── KUTIPAN ──

Review Film "Crows Zero" Bagian 1 (PERTAMA)
Sebenarnya
aku agak takut menulis catatan ini. Di samping aku bukan siapa-siapa,
yang tak pantas berbicara di depan umum, dan sudah barang tentu hal
yang sekecil apapun bisa berdampak luar biasa di dunia yang begitu luas
ini.
Tapi,
karena aku terlanjur menonton film ini, dan menulis tentang review
ini, dalam keadaan sadar atau pun tidak sadar (mabok kali yak? :D), mau
tak mau aku tetap harus mempublishnya.
Dannn.... seperti inilah hasilnya!
Review Film "Crows Zero"
Bak-buk-bak-buk-wuss-wess-dyess-prak-dyess-arghhh....
Iseng-iseng,
kali ini aku ingin mencoba mereview film yang kata orang-orang bagus
banget. Yeah, judulnya sih memang bagus banget. Crows Zero. Aku sih
nggak tahu apa artinya, karena memang aku nggak bisa bahasa Inggris
(gubrakk!), tapi setelah lihat filmnya, kayaknya ada di salah satu
episeode yang menampilkan sebuah kata—atau ada yang berbicara; Crows.
Aku lupa-lupa ingat kalau tak lihat filmnya lagi, haha. :D
Yuk, kita mulai ulas.... :)

───

> PETUNJUK: Bisakah Anda menyalin ulang kata demi kata seluruh kutipan ulasan film "Crows Zero" di atas? Baris di bawah ini diambil dari sumber yang berbeda.

── BAHAN SUMBER ──

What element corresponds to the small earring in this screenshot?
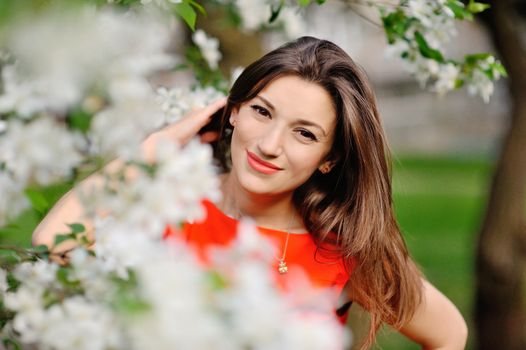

───

> HASIL LATIHAN:
Review Film "Crows Zero" Bagian 1 (PERTAMA)
Sebenarnya
aku agak takut menulis catatan ini. Di samping aku bukan siapa-siapa,
yang tak pantas berbicara di depan umum, dan sudah barang tentu hal
yang sekecil apapun bisa berdampak luar biasa di dunia yang begitu luas
ini.
Tapi,
karena aku terlanjur menonton film ini, dan menulis tentang review
ini, dalam keadaan sadar atau pun tidak sadar (mabok kali yak? :D), mau
tak mau aku tetap harus mempublishnya.
Dannn.... seperti inilah hasilnya!
Review Film "Crows Zero"
Bak-buk-bak-buk-wuss-wess-dyess-prak-dyess-arghhh....
Iseng-iseng,
kali ini aku ingin mencoba mereview film yang kata orang-orang bagus
banget. Yeah, judulnya sih memang bagus banget. Crows Zero. Aku sih
nggak tahu apa artinya, karena memang aku nggak bisa bahasa Inggris
(gubrakk!), tapi setelah lihat filmnya, kayaknya ada di salah satu
episeode yang menampilkan sebuah kata—atau ada yang berbicara; Crows.
Aku lupa-lupa ingat kalau tak lihat filmnya lagi, haha. :D
Yuk, kita mulai ulas.... :)